● PASSAGE GIVEN
Begin
I was able to explain how the combination of illness and exhaustion were affecting me, as well as how accessory issues like Auditory Processing Disorder and tinnitus and prosopagnosia meant that I had to either work harder or do some things differently.  I explained how I took notes during the classes of what I wanted to do differently, to keep improving my teaching. I think that overall the discussion went well.

The prof had some really good suggestions, such as repeating questions, or asking students if I had answered their question.  He reminded me not to mutter to myself when looking for something, as it was distracting to the students.

Since the observation, I decided to have the students pick up their returned papers from a pile, instead of trying to pass them out. That had not worked out well.  Due to my faceblindness, I was carrying around my seating chart and asking each person if they were so-and-so before handing them their paper. Students can accept that the first week or two of school, but even though I have mentioned my problem more than once, the concept is really hard for most people to get their brains wrapped around.
End
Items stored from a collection
Begin
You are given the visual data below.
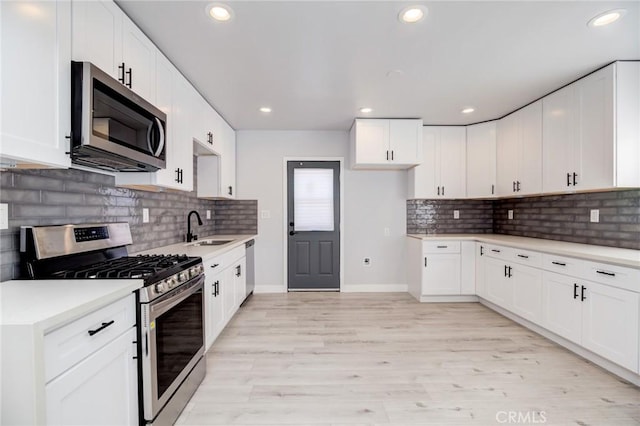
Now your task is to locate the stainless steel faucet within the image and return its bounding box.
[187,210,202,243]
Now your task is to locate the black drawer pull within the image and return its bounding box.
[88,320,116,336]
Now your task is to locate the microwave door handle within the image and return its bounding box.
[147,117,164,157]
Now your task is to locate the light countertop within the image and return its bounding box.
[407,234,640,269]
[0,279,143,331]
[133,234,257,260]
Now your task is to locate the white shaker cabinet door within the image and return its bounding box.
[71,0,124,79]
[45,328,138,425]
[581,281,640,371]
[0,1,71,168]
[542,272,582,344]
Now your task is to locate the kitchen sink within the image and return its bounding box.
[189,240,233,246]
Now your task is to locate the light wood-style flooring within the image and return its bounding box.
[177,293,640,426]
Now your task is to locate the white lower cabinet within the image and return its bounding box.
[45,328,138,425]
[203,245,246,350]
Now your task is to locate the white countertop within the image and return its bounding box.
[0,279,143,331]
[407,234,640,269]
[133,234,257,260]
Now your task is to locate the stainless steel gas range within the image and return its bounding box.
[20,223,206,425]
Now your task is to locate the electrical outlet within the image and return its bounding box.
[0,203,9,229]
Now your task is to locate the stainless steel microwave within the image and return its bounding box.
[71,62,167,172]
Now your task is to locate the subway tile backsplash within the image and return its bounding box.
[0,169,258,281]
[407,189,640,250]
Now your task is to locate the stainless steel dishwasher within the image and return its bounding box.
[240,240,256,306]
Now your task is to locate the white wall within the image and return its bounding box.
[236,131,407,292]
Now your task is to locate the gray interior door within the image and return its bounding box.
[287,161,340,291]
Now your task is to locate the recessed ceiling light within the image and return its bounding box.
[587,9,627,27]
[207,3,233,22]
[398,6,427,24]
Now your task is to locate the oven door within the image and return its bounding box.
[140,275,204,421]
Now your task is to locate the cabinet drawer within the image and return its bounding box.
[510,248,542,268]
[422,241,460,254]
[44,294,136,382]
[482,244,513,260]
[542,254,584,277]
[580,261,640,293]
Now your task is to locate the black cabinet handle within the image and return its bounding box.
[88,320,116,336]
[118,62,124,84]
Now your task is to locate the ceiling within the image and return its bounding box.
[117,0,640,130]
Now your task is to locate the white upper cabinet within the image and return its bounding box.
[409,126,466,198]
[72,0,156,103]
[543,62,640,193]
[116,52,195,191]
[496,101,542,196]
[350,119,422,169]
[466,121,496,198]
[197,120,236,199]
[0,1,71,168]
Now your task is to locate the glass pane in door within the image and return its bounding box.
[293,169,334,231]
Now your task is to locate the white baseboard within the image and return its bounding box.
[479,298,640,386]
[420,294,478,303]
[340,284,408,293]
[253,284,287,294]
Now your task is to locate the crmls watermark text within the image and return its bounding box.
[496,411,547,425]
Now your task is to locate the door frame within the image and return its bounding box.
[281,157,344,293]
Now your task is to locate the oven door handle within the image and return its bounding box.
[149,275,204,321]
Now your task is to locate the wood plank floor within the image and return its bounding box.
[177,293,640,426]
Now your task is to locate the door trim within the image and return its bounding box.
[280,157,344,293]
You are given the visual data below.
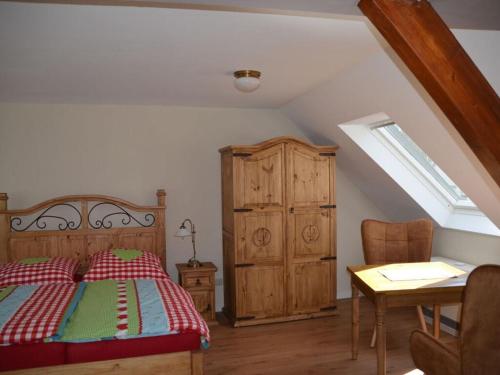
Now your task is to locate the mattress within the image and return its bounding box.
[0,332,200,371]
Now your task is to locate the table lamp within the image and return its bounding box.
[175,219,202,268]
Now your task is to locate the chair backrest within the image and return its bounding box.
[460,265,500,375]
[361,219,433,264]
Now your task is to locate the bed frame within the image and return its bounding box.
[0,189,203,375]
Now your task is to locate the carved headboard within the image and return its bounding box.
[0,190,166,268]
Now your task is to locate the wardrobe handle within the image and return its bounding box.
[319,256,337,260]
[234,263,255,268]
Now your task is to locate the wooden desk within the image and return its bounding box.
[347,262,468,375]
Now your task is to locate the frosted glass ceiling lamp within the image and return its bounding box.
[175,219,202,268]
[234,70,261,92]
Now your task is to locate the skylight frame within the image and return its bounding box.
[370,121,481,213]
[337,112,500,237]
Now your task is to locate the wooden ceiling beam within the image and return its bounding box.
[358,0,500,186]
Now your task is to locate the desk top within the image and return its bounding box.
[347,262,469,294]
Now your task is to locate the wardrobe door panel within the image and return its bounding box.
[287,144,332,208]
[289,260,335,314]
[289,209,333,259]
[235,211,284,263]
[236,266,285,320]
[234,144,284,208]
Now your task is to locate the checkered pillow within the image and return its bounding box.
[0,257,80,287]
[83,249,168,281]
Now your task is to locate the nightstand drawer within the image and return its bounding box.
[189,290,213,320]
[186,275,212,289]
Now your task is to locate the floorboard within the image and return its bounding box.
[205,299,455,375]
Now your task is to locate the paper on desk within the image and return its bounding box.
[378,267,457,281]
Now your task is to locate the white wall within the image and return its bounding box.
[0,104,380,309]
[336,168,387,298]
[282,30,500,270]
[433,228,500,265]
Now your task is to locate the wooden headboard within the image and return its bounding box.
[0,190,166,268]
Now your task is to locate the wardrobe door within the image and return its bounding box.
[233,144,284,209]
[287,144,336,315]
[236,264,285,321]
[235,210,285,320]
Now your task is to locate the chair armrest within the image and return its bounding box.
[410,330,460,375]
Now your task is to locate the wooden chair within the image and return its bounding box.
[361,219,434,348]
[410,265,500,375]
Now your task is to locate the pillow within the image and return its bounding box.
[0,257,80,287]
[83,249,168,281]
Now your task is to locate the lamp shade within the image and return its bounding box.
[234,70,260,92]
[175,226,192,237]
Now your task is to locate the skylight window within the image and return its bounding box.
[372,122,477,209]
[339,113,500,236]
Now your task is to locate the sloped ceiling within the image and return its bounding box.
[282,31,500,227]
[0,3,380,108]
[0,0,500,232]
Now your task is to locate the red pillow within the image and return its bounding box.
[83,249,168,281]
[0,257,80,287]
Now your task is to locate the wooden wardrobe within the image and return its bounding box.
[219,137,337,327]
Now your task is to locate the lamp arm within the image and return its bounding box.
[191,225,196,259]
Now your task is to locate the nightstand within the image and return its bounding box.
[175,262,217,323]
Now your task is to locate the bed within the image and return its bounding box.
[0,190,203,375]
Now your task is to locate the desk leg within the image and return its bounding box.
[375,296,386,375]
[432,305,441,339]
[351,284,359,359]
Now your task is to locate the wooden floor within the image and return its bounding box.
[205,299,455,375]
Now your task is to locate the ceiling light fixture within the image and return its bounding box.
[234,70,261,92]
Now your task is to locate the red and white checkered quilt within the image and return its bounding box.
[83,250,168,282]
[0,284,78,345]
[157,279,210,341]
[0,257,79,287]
End
Begin
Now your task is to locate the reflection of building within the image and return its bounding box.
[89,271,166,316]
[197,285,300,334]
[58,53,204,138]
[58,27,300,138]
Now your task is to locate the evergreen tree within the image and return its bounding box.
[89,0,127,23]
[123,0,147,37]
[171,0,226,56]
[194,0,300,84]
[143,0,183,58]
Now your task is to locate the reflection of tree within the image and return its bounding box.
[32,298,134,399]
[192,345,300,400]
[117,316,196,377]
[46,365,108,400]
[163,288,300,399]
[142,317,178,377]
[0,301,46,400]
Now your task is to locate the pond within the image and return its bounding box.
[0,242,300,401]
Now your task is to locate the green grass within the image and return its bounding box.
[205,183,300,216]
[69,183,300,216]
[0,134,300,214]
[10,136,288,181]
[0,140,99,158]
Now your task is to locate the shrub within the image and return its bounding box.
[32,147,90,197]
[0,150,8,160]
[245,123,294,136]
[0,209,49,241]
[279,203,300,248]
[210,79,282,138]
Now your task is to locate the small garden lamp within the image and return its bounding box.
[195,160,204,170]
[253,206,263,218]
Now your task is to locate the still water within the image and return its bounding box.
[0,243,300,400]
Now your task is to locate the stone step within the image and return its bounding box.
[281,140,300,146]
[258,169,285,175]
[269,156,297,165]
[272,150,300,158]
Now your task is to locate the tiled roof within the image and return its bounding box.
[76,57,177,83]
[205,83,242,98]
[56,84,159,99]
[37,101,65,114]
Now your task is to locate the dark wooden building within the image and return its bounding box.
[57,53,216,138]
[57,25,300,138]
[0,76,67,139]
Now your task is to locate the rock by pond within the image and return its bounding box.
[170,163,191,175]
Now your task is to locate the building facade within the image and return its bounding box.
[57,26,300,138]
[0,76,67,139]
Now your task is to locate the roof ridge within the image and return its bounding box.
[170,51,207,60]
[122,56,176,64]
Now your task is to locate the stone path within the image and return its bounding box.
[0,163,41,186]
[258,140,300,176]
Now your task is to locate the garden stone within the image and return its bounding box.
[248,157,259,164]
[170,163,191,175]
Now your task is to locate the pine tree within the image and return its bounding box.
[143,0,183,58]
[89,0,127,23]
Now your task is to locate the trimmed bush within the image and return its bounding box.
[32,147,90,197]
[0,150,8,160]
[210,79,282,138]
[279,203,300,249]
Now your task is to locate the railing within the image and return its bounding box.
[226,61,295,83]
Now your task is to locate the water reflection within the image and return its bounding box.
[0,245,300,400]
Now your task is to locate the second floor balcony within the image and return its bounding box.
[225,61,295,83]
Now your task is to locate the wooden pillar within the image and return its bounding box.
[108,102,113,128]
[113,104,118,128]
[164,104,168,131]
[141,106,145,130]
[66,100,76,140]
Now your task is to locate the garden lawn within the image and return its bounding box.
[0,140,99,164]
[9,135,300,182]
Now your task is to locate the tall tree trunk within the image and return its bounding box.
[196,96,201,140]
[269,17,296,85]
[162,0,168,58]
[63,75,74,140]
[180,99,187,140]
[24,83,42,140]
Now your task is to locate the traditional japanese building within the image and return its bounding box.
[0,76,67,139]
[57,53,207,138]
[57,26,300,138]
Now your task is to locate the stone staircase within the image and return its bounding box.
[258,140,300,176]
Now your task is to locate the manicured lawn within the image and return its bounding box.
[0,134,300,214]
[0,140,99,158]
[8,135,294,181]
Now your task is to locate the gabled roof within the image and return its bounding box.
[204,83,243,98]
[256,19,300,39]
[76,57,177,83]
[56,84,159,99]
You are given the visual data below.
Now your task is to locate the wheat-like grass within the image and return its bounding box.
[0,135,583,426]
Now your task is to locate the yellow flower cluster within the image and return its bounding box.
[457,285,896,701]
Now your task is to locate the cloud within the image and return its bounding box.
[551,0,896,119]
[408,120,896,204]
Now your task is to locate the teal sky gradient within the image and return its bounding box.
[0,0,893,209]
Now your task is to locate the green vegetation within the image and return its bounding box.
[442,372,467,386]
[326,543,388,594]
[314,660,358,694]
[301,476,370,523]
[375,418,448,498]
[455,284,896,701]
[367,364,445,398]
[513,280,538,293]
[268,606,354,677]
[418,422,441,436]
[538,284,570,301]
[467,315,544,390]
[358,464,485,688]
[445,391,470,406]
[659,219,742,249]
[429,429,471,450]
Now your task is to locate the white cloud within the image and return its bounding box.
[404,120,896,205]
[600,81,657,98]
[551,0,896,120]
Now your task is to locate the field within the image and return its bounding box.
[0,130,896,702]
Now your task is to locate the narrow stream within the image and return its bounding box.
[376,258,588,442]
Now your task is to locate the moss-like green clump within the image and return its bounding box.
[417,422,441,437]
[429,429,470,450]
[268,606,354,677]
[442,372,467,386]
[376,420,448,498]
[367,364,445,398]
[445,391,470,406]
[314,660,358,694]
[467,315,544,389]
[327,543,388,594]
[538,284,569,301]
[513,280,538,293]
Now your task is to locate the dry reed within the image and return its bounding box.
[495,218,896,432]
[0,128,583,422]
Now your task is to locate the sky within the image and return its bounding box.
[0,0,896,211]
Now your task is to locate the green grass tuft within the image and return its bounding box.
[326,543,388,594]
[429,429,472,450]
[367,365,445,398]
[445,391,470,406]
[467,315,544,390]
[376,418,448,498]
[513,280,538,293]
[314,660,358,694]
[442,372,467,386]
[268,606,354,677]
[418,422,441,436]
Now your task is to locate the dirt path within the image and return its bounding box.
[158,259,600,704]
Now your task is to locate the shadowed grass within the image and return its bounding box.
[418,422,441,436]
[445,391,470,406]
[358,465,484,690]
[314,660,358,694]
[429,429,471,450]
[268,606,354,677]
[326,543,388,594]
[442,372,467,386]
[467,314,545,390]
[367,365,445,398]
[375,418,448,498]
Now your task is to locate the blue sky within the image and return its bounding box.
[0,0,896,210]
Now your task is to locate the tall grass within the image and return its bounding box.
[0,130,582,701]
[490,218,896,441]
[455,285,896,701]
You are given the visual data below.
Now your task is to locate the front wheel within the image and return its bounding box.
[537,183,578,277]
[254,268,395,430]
End
Begin
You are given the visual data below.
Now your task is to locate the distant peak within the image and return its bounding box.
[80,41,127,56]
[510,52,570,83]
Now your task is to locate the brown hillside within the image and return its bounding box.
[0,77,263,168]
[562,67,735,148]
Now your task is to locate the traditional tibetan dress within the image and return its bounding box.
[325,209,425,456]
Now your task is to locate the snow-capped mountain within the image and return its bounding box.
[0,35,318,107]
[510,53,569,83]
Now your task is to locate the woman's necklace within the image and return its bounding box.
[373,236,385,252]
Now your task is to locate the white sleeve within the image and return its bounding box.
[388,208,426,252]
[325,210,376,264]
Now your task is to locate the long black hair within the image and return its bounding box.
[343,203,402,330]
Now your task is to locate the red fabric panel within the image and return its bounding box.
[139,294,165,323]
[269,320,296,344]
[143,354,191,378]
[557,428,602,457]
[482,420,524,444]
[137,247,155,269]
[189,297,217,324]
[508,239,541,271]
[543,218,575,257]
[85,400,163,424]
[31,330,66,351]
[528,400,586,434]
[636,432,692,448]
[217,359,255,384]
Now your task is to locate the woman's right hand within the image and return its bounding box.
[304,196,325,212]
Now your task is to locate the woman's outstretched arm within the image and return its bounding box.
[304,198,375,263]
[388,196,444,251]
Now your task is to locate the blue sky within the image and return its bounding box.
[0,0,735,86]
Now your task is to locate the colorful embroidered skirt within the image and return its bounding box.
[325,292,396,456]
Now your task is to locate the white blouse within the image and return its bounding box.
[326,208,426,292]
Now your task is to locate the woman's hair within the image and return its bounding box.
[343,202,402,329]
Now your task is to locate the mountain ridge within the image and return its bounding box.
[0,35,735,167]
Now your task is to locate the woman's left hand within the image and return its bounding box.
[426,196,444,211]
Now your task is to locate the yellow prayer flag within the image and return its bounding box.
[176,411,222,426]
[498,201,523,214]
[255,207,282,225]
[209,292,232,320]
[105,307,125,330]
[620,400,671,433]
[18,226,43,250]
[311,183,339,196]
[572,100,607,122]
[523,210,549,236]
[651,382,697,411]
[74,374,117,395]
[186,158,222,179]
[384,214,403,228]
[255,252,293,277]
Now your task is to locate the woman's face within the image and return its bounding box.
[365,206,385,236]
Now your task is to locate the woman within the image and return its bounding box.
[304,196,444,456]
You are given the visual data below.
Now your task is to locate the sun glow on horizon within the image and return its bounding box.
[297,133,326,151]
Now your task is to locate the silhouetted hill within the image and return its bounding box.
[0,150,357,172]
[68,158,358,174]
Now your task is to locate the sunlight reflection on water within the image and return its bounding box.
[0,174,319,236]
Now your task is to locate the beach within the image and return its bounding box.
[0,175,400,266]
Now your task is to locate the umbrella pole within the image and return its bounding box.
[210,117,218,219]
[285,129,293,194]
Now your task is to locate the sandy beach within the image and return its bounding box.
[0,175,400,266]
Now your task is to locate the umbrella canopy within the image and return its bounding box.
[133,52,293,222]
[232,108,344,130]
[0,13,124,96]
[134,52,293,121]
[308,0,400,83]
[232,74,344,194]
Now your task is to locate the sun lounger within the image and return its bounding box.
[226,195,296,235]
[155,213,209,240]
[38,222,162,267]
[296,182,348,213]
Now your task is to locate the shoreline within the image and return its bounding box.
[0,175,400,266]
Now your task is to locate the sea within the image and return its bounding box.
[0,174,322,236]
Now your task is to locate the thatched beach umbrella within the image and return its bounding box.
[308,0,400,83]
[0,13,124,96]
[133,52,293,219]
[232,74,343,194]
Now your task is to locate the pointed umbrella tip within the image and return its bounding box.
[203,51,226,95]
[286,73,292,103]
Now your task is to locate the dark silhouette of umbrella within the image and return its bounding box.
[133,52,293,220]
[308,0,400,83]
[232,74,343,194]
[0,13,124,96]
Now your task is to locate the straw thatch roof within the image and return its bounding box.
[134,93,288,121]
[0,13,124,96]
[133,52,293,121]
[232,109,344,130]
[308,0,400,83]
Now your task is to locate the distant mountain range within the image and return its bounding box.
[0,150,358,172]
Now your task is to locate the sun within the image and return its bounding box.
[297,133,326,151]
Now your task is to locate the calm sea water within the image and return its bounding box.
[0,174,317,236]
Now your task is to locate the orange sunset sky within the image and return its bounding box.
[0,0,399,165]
End
● DIRECTIONS
A - Reproduce, word for word, everything in the account of the teaching observation from "I was able to" down to "to the students.".
B - Carry on the account of the teaching observation, beginning right after its final sentence.

● RESULTS IN ORDER
A -
I was able to explain how the combination of illness and exhaustion were affecting me, as well as how accessory issues like Auditory Processing Disorder and tinnitus and prosopagnosia meant that I had to either work harder or do some things differently.  I explained how I took notes during the classes of what I wanted to do differently, to keep improving my teaching. I think that overall the discussion went well.

The prof had some really good suggestions, such as repeating questions, or asking students if I had answered their question.  He reminded me not to mutter to myself when looking for something, as it was distracting to the students.

B -
Halfway into the semester, I’ve finally sorted people out with regards to my prosopagnosic identification crutches, but I’m still working getting the names attached to their individual gestalts.  The other week I was entering grades and finally realised that there’s a student who is in both of my classes!  That this student is rather generic looking, quiet, and sits in the back of the classroom doesn’t help, faceblindness-wise.

But after the whole review experience had passed beyond the anxiety level into the stage of applying the information positively, I am still sighing over one point.

I thought I had gotten past this. I thought I had it down pat. But apparently, I still need to work on making eye contact.

“Mama said,

‘There’ll be days like this,’

‘There’ll be days like this,’ Mama said.”

The Shirelles, “Mama Said”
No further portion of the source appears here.